• _WORK INSTRUCTIONS_
Using the entries below, return word for word the lines from the one containing "Target: table leg" up to and including the last.

[Begin DATA FOR THIS EXERCISE]

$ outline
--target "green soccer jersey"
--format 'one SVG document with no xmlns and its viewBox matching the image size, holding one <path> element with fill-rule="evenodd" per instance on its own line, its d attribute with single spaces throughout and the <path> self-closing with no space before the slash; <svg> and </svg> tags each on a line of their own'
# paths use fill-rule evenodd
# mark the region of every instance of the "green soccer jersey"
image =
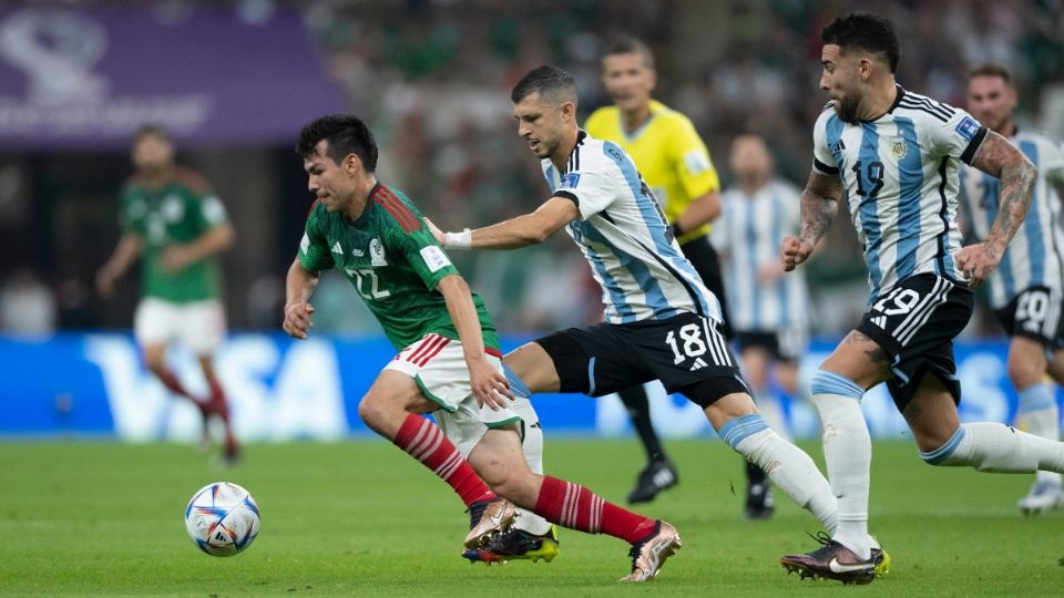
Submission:
<svg viewBox="0 0 1064 598">
<path fill-rule="evenodd" d="M 122 229 L 141 237 L 145 297 L 176 303 L 216 299 L 221 270 L 216 258 L 190 264 L 183 270 L 163 268 L 163 251 L 188 244 L 226 221 L 225 206 L 194 173 L 178 168 L 162 187 L 133 177 L 122 190 Z"/>
<path fill-rule="evenodd" d="M 458 268 L 421 221 L 418 208 L 398 190 L 376 185 L 354 221 L 316 204 L 299 244 L 299 264 L 309 271 L 332 267 L 344 271 L 396 350 L 430 332 L 459 338 L 443 296 L 436 290 Z M 473 303 L 484 347 L 499 351 L 495 327 L 477 293 Z"/>
</svg>

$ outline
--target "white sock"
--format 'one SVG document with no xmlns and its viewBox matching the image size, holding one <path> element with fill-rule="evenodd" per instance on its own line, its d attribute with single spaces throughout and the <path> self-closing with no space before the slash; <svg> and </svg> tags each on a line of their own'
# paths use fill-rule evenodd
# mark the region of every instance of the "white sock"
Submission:
<svg viewBox="0 0 1064 598">
<path fill-rule="evenodd" d="M 1043 439 L 1061 440 L 1060 411 L 1056 406 L 1056 386 L 1044 382 L 1027 386 L 1019 392 L 1020 416 L 1026 424 L 1027 432 Z M 1055 472 L 1039 472 L 1035 474 L 1039 482 L 1050 482 L 1061 485 L 1061 474 Z"/>
<path fill-rule="evenodd" d="M 965 466 L 981 472 L 1064 473 L 1064 443 L 1021 432 L 1000 423 L 962 424 L 934 451 L 920 453 L 931 465 Z"/>
<path fill-rule="evenodd" d="M 540 427 L 540 416 L 532 409 L 532 402 L 528 399 L 515 399 L 510 409 L 524 420 L 524 442 L 521 443 L 524 461 L 528 462 L 532 473 L 543 475 L 543 429 Z M 513 524 L 518 529 L 524 529 L 536 536 L 542 536 L 551 530 L 551 522 L 531 511 L 523 508 L 518 511 L 520 515 Z"/>
<path fill-rule="evenodd" d="M 812 513 L 826 528 L 835 529 L 838 505 L 831 485 L 809 455 L 779 437 L 764 417 L 734 417 L 717 434 L 747 461 L 765 470 L 779 489 Z"/>
<path fill-rule="evenodd" d="M 787 429 L 787 419 L 784 417 L 784 410 L 779 406 L 779 401 L 767 389 L 755 391 L 757 401 L 757 412 L 765 417 L 765 423 L 779 434 L 779 437 L 790 442 L 790 431 Z"/>
<path fill-rule="evenodd" d="M 839 374 L 818 371 L 812 378 L 812 402 L 823 425 L 823 460 L 831 492 L 839 501 L 839 526 L 832 538 L 860 558 L 871 558 L 868 537 L 868 495 L 871 485 L 872 440 L 861 412 L 864 390 Z"/>
</svg>

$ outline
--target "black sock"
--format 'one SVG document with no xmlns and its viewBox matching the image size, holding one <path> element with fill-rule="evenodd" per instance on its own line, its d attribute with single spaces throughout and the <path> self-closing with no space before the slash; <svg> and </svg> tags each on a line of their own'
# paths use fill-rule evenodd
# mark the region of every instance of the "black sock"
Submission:
<svg viewBox="0 0 1064 598">
<path fill-rule="evenodd" d="M 657 437 L 657 433 L 654 432 L 654 426 L 651 424 L 651 403 L 646 399 L 646 391 L 643 390 L 643 386 L 628 386 L 617 394 L 621 395 L 621 402 L 628 410 L 632 425 L 646 450 L 647 461 L 667 460 L 665 448 L 662 447 L 662 441 Z"/>
<path fill-rule="evenodd" d="M 746 462 L 746 483 L 747 483 L 747 486 L 746 486 L 746 487 L 747 487 L 747 489 L 749 489 L 750 486 L 756 486 L 756 485 L 758 485 L 758 484 L 765 484 L 765 478 L 766 478 L 766 477 L 767 477 L 767 476 L 765 475 L 765 471 L 764 471 L 764 470 L 761 470 L 761 468 L 758 467 L 757 465 L 750 463 L 749 461 Z"/>
</svg>

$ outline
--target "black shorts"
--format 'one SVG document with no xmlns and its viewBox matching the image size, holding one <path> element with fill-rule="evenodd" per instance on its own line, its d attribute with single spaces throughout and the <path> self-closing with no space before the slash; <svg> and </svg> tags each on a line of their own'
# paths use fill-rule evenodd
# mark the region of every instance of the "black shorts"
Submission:
<svg viewBox="0 0 1064 598">
<path fill-rule="evenodd" d="M 899 281 L 861 318 L 857 330 L 893 360 L 894 377 L 887 381 L 887 389 L 899 411 L 904 411 L 929 372 L 949 389 L 953 401 L 961 401 L 953 339 L 968 326 L 973 306 L 968 287 L 923 274 Z"/>
<path fill-rule="evenodd" d="M 602 396 L 661 380 L 667 392 L 682 392 L 707 406 L 733 392 L 749 390 L 717 323 L 694 313 L 666 320 L 570 328 L 535 341 L 543 348 L 561 380 L 561 392 Z M 710 386 L 702 383 L 712 382 Z M 712 399 L 693 389 L 712 388 Z M 706 403 L 706 404 L 703 404 Z"/>
<path fill-rule="evenodd" d="M 709 237 L 698 237 L 692 239 L 679 248 L 684 251 L 684 257 L 695 267 L 695 271 L 702 278 L 702 282 L 717 297 L 720 302 L 720 318 L 724 323 L 720 326 L 720 332 L 724 338 L 732 340 L 735 338 L 735 331 L 732 330 L 732 318 L 728 317 L 728 301 L 724 295 L 724 279 L 720 278 L 720 260 L 717 258 L 717 250 L 709 243 Z"/>
<path fill-rule="evenodd" d="M 736 330 L 735 343 L 739 352 L 747 349 L 764 349 L 776 361 L 797 363 L 806 350 L 806 336 L 798 328 L 780 330 Z"/>
<path fill-rule="evenodd" d="M 1010 337 L 1041 342 L 1050 351 L 1064 349 L 1061 293 L 1048 287 L 1027 287 L 994 316 Z"/>
</svg>

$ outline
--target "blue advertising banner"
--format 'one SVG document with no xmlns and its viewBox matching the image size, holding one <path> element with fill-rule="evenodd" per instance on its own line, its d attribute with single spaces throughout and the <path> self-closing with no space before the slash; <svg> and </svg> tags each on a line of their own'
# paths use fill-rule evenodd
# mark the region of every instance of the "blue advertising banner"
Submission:
<svg viewBox="0 0 1064 598">
<path fill-rule="evenodd" d="M 287 143 L 344 105 L 295 11 L 0 10 L 0 147 L 124 150 L 144 123 L 190 146 Z"/>
<path fill-rule="evenodd" d="M 524 339 L 504 340 L 512 349 Z M 833 348 L 816 342 L 802 364 L 808 384 Z M 1015 391 L 1005 374 L 1004 342 L 956 348 L 964 398 L 961 419 L 1012 423 Z M 237 432 L 249 441 L 335 440 L 370 432 L 358 420 L 358 402 L 395 355 L 383 339 L 297 342 L 280 334 L 235 334 L 217 353 Z M 198 365 L 186 352 L 170 355 L 193 392 L 205 393 Z M 667 437 L 713 436 L 698 406 L 647 384 L 655 425 Z M 544 430 L 554 434 L 620 436 L 631 433 L 616 396 L 543 394 L 533 400 Z M 798 437 L 819 434 L 816 410 L 801 399 L 780 398 L 786 425 Z M 908 439 L 909 431 L 880 385 L 862 403 L 874 437 Z M 0 338 L 0 435 L 114 436 L 133 442 L 194 442 L 200 415 L 147 372 L 125 334 L 59 334 L 29 341 Z"/>
</svg>

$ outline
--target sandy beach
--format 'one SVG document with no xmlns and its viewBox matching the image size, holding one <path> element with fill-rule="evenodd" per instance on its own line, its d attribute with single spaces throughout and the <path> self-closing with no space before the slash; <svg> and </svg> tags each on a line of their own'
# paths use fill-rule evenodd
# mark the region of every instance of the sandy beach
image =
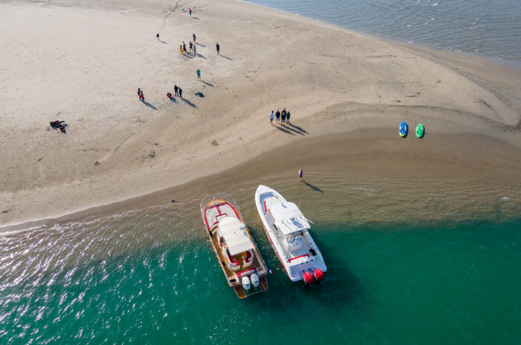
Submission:
<svg viewBox="0 0 521 345">
<path fill-rule="evenodd" d="M 192 17 L 148 1 L 0 4 L 0 226 L 296 178 L 300 166 L 498 172 L 519 195 L 521 71 L 248 3 L 190 6 Z M 181 55 L 193 33 L 197 54 Z M 182 99 L 166 97 L 174 84 Z M 284 108 L 293 126 L 270 126 Z"/>
</svg>

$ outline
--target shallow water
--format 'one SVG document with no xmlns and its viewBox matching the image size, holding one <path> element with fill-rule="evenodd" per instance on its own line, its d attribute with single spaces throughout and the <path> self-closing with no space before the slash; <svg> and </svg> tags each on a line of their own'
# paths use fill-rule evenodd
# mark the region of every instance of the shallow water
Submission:
<svg viewBox="0 0 521 345">
<path fill-rule="evenodd" d="M 383 38 L 500 59 L 521 68 L 518 0 L 249 2 Z"/>
<path fill-rule="evenodd" d="M 518 192 L 467 183 L 397 193 L 382 177 L 306 177 L 224 190 L 273 270 L 268 290 L 246 300 L 207 241 L 202 196 L 0 238 L 2 343 L 519 341 Z M 320 286 L 285 276 L 255 210 L 257 184 L 315 223 L 328 268 Z"/>
</svg>

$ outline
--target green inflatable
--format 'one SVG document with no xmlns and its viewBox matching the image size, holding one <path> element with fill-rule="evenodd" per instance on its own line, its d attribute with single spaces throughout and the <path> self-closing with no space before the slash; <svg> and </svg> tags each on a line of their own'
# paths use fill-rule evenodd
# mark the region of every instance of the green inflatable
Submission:
<svg viewBox="0 0 521 345">
<path fill-rule="evenodd" d="M 425 128 L 422 124 L 418 124 L 416 126 L 416 137 L 421 138 L 425 133 Z"/>
</svg>

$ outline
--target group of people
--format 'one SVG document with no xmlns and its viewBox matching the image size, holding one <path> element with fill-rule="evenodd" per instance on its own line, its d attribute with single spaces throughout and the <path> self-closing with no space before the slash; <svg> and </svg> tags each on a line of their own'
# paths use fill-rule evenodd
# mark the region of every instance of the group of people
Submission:
<svg viewBox="0 0 521 345">
<path fill-rule="evenodd" d="M 63 124 L 63 122 L 65 122 L 65 121 L 64 121 L 56 120 L 56 121 L 52 121 L 49 122 L 49 124 L 53 128 L 55 128 L 55 129 L 59 129 L 59 130 L 60 130 L 60 132 L 61 132 L 62 133 L 65 133 L 65 128 L 66 128 L 66 126 L 67 125 L 65 124 Z"/>
<path fill-rule="evenodd" d="M 174 93 L 176 96 L 179 96 L 181 97 L 181 99 L 183 99 L 183 89 L 177 86 L 177 85 L 174 85 Z M 166 94 L 166 96 L 172 99 L 172 94 L 168 92 Z"/>
<path fill-rule="evenodd" d="M 291 116 L 291 114 L 290 114 L 289 111 L 286 111 L 285 108 L 282 110 L 282 112 L 277 110 L 277 112 L 275 113 L 275 117 L 273 116 L 273 110 L 271 110 L 271 113 L 270 113 L 270 124 L 273 125 L 273 117 L 275 118 L 276 124 L 280 124 L 282 126 L 286 126 L 286 124 L 290 124 Z"/>
</svg>

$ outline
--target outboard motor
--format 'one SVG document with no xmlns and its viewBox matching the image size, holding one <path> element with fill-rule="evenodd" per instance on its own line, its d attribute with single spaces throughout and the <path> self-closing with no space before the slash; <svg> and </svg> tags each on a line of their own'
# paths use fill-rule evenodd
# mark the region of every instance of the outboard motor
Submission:
<svg viewBox="0 0 521 345">
<path fill-rule="evenodd" d="M 244 288 L 245 291 L 248 291 L 248 290 L 250 290 L 250 288 L 251 288 L 251 284 L 250 284 L 250 278 L 248 278 L 248 277 L 243 277 L 242 288 Z"/>
<path fill-rule="evenodd" d="M 320 268 L 317 268 L 316 270 L 315 270 L 313 271 L 313 277 L 317 283 L 320 283 L 320 282 L 324 280 L 324 272 L 322 272 L 322 270 L 321 270 Z"/>
<path fill-rule="evenodd" d="M 252 273 L 250 276 L 250 281 L 251 281 L 251 284 L 254 288 L 259 287 L 259 276 L 257 275 L 257 273 Z"/>
<path fill-rule="evenodd" d="M 313 276 L 309 272 L 306 272 L 304 274 L 304 277 L 302 277 L 302 282 L 304 282 L 304 285 L 307 288 L 312 284 L 313 284 Z"/>
</svg>

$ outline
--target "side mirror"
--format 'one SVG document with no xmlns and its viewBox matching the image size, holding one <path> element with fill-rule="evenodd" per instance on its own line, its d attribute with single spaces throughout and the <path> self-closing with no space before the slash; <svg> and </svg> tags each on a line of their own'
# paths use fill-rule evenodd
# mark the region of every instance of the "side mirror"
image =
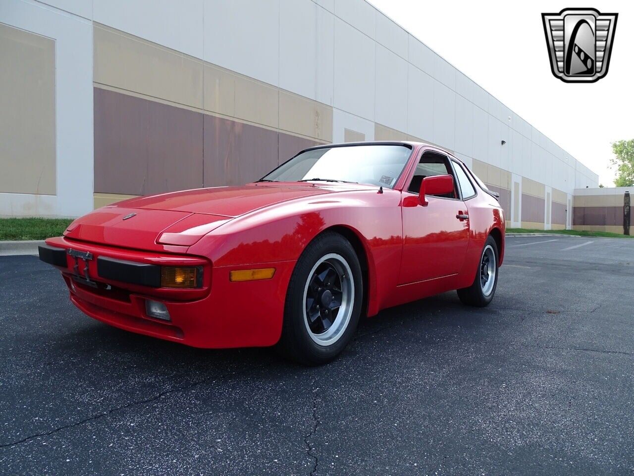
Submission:
<svg viewBox="0 0 634 476">
<path fill-rule="evenodd" d="M 418 201 L 420 204 L 425 206 L 427 201 L 425 195 L 444 195 L 453 193 L 453 177 L 451 175 L 433 175 L 425 177 L 420 184 L 420 191 L 418 192 Z"/>
</svg>

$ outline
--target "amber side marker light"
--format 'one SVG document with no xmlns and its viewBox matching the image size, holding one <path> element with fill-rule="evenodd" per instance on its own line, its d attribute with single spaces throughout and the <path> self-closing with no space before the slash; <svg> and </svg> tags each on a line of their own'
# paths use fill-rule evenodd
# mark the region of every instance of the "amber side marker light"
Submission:
<svg viewBox="0 0 634 476">
<path fill-rule="evenodd" d="M 258 279 L 270 279 L 275 274 L 275 268 L 261 268 L 259 269 L 241 269 L 231 271 L 229 274 L 230 281 L 255 281 Z"/>
<path fill-rule="evenodd" d="M 198 268 L 164 266 L 160 270 L 161 288 L 198 288 Z"/>
</svg>

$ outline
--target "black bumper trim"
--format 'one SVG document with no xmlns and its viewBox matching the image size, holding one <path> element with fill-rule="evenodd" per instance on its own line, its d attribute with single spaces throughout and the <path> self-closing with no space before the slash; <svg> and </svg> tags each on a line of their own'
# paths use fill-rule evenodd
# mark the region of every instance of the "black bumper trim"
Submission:
<svg viewBox="0 0 634 476">
<path fill-rule="evenodd" d="M 158 265 L 146 265 L 99 256 L 97 258 L 97 274 L 105 279 L 160 288 L 160 267 Z"/>
<path fill-rule="evenodd" d="M 37 247 L 37 253 L 40 260 L 44 263 L 62 268 L 66 268 L 68 265 L 66 260 L 66 249 L 64 248 L 41 244 Z"/>
</svg>

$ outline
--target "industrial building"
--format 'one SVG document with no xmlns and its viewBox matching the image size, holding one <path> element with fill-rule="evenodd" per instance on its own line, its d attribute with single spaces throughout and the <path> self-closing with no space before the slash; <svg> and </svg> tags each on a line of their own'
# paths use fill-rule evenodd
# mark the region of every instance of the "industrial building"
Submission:
<svg viewBox="0 0 634 476">
<path fill-rule="evenodd" d="M 412 140 L 469 164 L 509 226 L 595 216 L 573 207 L 596 173 L 364 0 L 4 0 L 0 63 L 0 215 L 75 216 L 252 181 L 318 143 Z"/>
</svg>

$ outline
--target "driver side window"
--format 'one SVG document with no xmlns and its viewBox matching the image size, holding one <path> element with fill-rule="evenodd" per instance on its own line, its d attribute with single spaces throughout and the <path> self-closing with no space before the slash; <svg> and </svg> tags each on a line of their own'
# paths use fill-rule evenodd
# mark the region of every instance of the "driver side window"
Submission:
<svg viewBox="0 0 634 476">
<path fill-rule="evenodd" d="M 458 197 L 458 187 L 456 186 L 456 177 L 453 175 L 453 169 L 449 163 L 449 159 L 445 155 L 436 152 L 425 152 L 420 157 L 420 161 L 416 166 L 414 176 L 411 178 L 411 182 L 410 182 L 410 187 L 408 187 L 407 191 L 418 195 L 418 192 L 420 191 L 420 184 L 422 183 L 423 179 L 434 175 L 451 175 L 453 178 L 453 192 L 451 194 L 430 196 L 450 199 Z"/>
</svg>

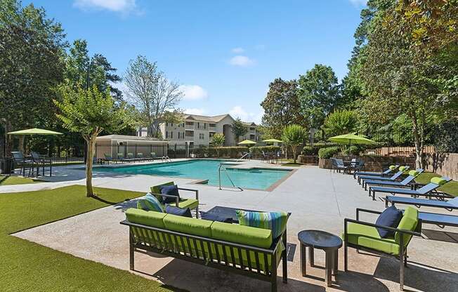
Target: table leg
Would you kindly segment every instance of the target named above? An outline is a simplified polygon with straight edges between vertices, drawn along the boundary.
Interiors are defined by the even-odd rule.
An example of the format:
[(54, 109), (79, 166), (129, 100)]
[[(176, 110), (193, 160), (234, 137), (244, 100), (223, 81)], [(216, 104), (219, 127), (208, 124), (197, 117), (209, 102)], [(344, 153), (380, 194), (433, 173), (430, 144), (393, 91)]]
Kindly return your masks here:
[(302, 276), (305, 277), (307, 274), (307, 253), (306, 246), (301, 244), (301, 268), (302, 269)]
[(334, 254), (334, 269), (332, 271), (332, 274), (334, 277), (337, 277), (337, 273), (339, 272), (339, 249), (336, 249), (336, 251)]
[(308, 246), (308, 260), (310, 260), (310, 266), (315, 266), (315, 251), (312, 246)]
[(332, 285), (332, 267), (334, 267), (334, 251), (326, 251), (326, 264), (325, 265), (325, 270), (326, 270), (326, 286), (330, 287)]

[End DATA FOR THIS EXERCISE]

• _ANSWER FOR THE TASK_
Target: table leg
Would you kindly segment every instance of the target named above? An outline is a simplified polygon with straight edges between vertices, drawn along the boundary.
Interiors are defined by the even-odd rule.
An example of the format:
[(54, 109), (79, 166), (129, 100)]
[[(176, 110), (193, 160), (234, 137), (244, 100), (223, 81)], [(216, 104), (219, 127), (208, 124), (197, 117), (209, 102)], [(344, 153), (380, 194), (433, 173), (430, 144), (393, 91)]]
Kindly return your masks here:
[(302, 276), (305, 277), (307, 274), (307, 253), (306, 246), (301, 244), (301, 268), (302, 269)]
[(334, 254), (334, 269), (332, 271), (332, 274), (334, 277), (337, 277), (337, 273), (339, 272), (339, 249), (336, 249), (336, 251)]
[(308, 246), (308, 260), (310, 260), (310, 266), (315, 266), (315, 251), (312, 246)]
[(332, 285), (332, 267), (334, 267), (334, 251), (326, 251), (326, 264), (325, 265), (325, 270), (326, 270), (326, 286), (330, 287)]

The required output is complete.